(Supplied text Opens)

Based on Veritasium's video on YouTube. If you like this content, support the original creators by watching, liking and subscribing to their content.

TL;DR

SNDL turns encrypted data into a long-term liability by allowing attackers to store ciphertext now and decrypt it later once quantum computers can break the underlying math.

Briefing

Quantum computers threaten today’s public-key encryption not because they can instantly “read” encrypted data, but because they can factor the math problems that keep widely used schemes secure—fast enough to make intercepted ciphertext usable later. That risk is amplified by “Store Now, Decrypt Later” (SNDL): governments and other actors can hoard encrypted traffic today (passwords, bank details, intelligence) and wait for sufficiently powerful quantum hardware to break it within minutes years down the line. The U.S. National Security Administration has warned that a large enough quantum computer could undermine widely deployed public key algorithms, and U.S. Congress legislation has pushed agencies to start transitioning to quantum-resistant cryptography now.

The encryption most people rely on for secure communication comes in two major families: symmetric-key systems (shared secret keys) and asymmetric systems, typified by RSA. RSA’s security hinges on multiplying two large secret primes to form a public number; decrypting requires factoring that public number back into its prime components. Classical computers can attempt factoring using algorithms such as the General Number Field Sieve, but for primes hundreds of digits long, the time scale becomes effectively prohibitive—on the order of millions of years even with supercomputers.

Quantum computing changes the calculus through a specific kind of speedup. Classical bits are either 0 or 1, while qubits can exist in superpositions of 0 and 1. With enough qubits, a quantum computer can represent enormous numbers of possibilities at once. Yet the catch is fundamental: measurement collapses the superposition to a single outcome, discarding most of the information. The breakthrough comes from engineering quantum steps so that the “useful” information survives measurement.

That engineering is tied to the quantum Fourier transform and to Shor’s algorithm (developed by Peter Shor and Don Coppersmith). The core trick is to turn factoring into a problem of finding a hidden period. For a number N=pq, the method picks a random g and searches for an exponent r such that g^r is congruent to 1 modulo N. On a classical machine, finding r is slow; on a quantum machine, the periodic structure of remainders can be extracted efficiently. The quantum part uses entanglement between two registers: one holds exponents in superposition, the other stores remainders modulo N. By measuring the remainder register, the computation collapses into a periodic set of exponents separated by r. Applying the quantum Fourier transform then concentrates probability mass at values that reveal r, after which Euclid’s algorithm can recover p and q—provided r is even and the resulting factors are nontrivial.

Even so, practical quantum factoring demands “perfect” qubits plus error correction overhead. Estimates have dropped dramatically over time—from about a billion physical qubits for breaking RSA in 2012 to roughly 20 million physical qubits by 2019—while today’s machines still fall far short. That gap is why the transition to post-quantum cryptography is urgent.

(Supplied text Closes)

→ Parts of the exercise:
1. Answer these questions from the quantum encryption text:
(a) Which classical algorithm does it name for attempting to factor large numbers?
(b) Who developed Shor's algorithm, according to it?
(c) About how many physical qubits was breaking RSA estimated to need by 2019?
2. Carry on the quantum encryption text from its final sentence.
The data that come next are taken from a separate source.

(Supplied information Opens)

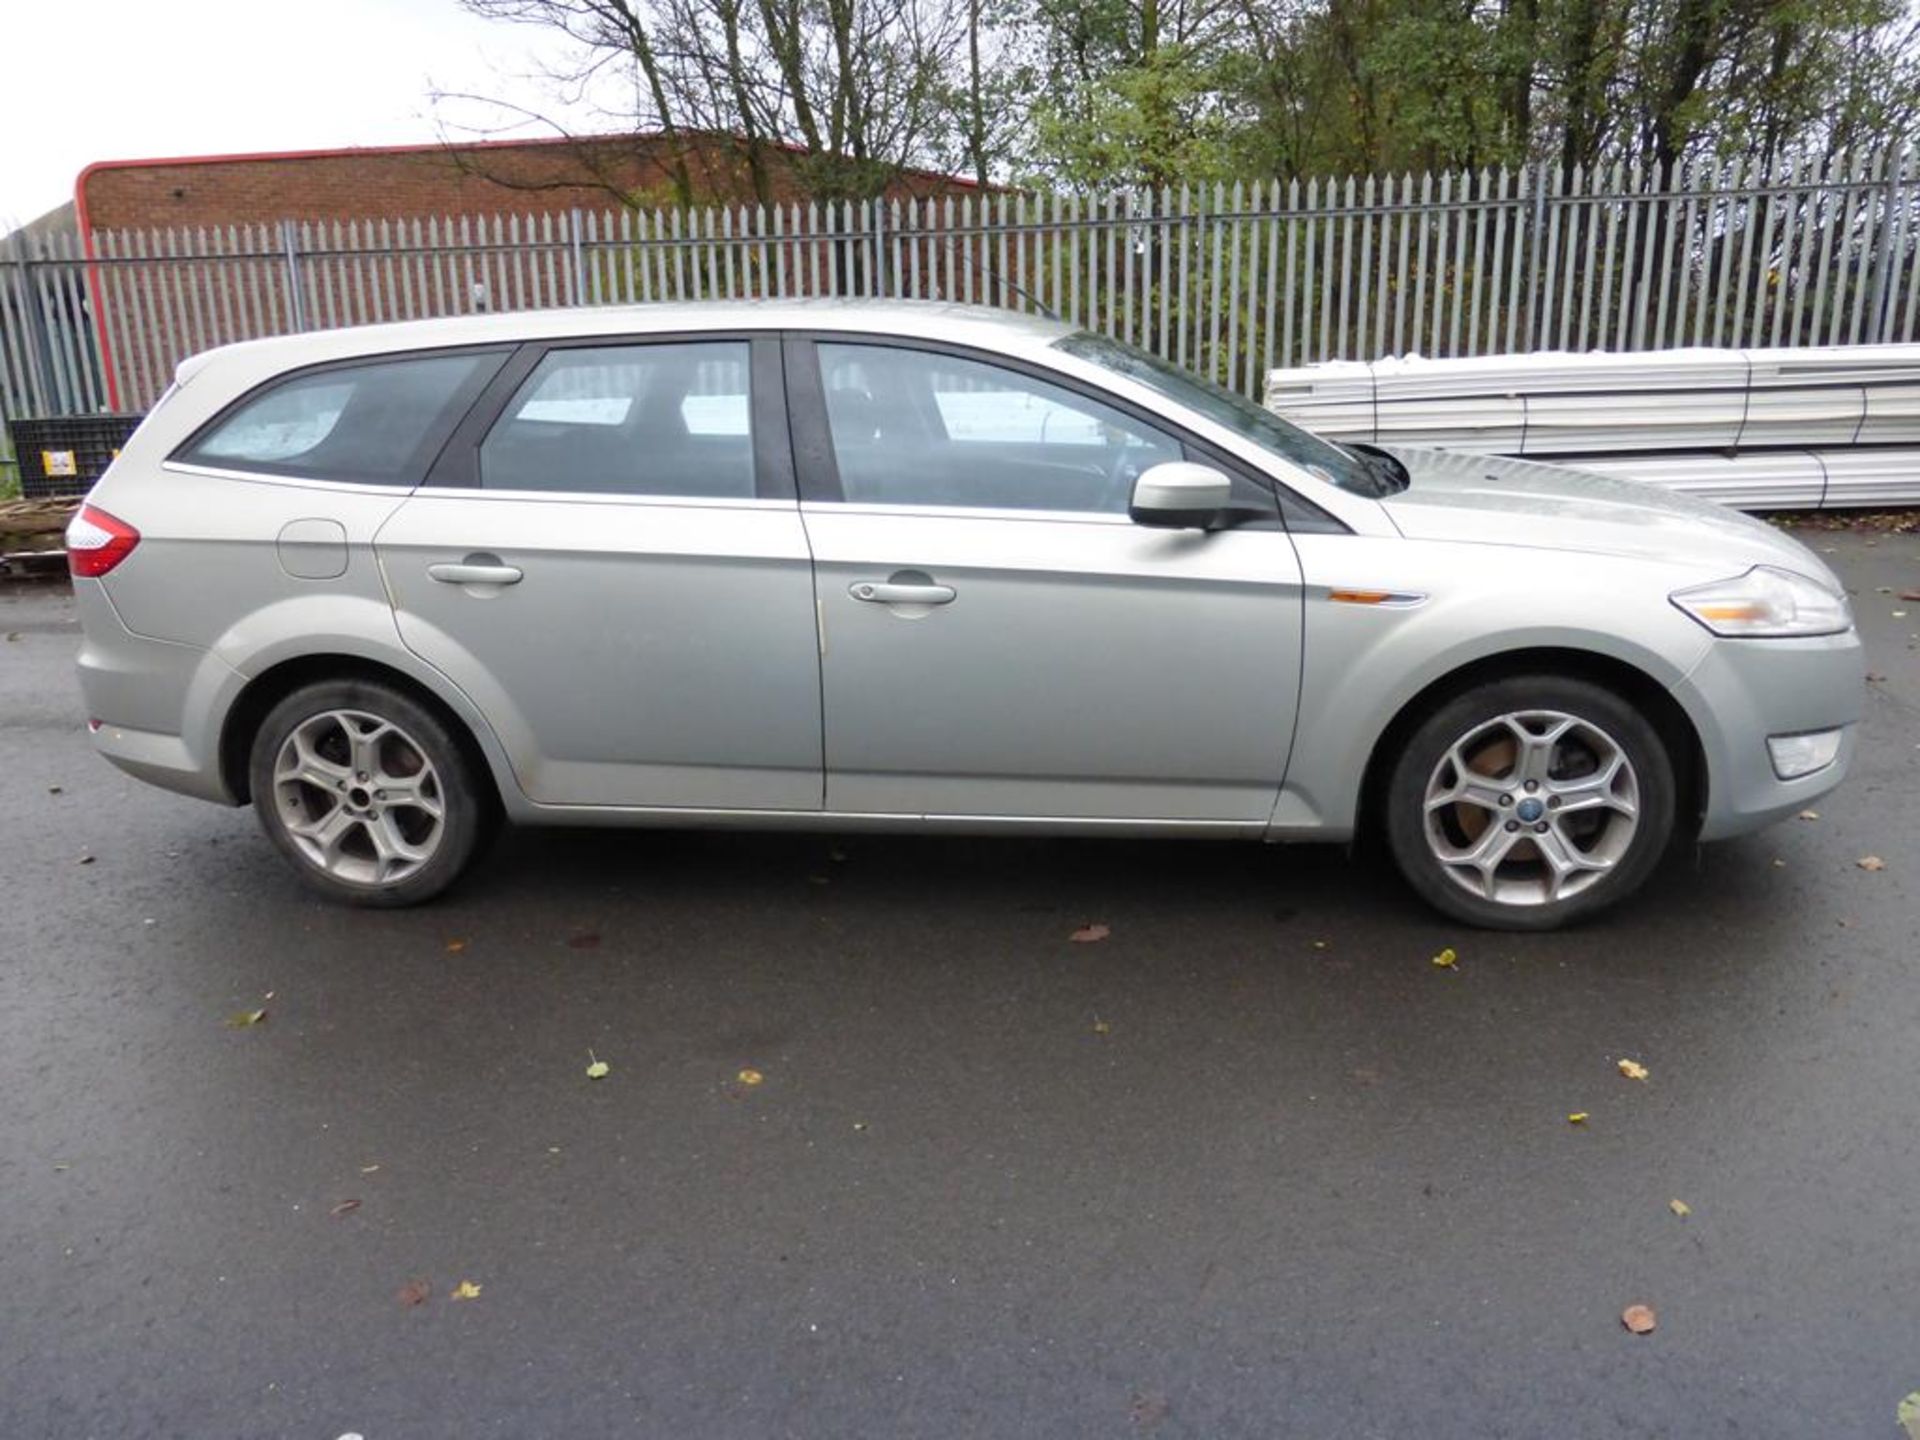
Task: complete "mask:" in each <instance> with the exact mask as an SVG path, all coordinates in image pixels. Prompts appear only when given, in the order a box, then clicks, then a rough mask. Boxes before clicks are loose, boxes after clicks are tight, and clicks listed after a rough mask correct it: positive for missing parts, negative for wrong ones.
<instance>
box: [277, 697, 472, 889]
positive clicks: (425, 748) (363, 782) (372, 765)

(Supplied information Closes)

→ Exercise answers:
1.
(a) The General Number Field Sieve.
(b) Peter Shor and Don Coppersmith.
(c) Roughly 20 million physical qubits.

2.
NIST’s response began with a competition launched in 2016, which drew 82 proposals. On July 5, 2022, NIST selected four algorithms for a post-quantum cryptographic standard. Three rely on lattice-based mathematics. The security idea is that finding the closest lattice point (or related shortest/closest-vector problems) becomes extremely hard in high dimensions without a secret “good” basis, even for quantum computers. Messages are encoded as points plus noise on a public lattice; only someone with the private basis can decode efficiently, while attackers face a combinatorial explosion as dimension grows.

The bottom line: quantum computers don’t just threaten encryption in theory—they make today’s ciphertext potentially breakable later, so cryptography must be upgraded now. Lattice-based and other post-quantum schemes aim to keep sensitive data safe even after quantum hardware arrives.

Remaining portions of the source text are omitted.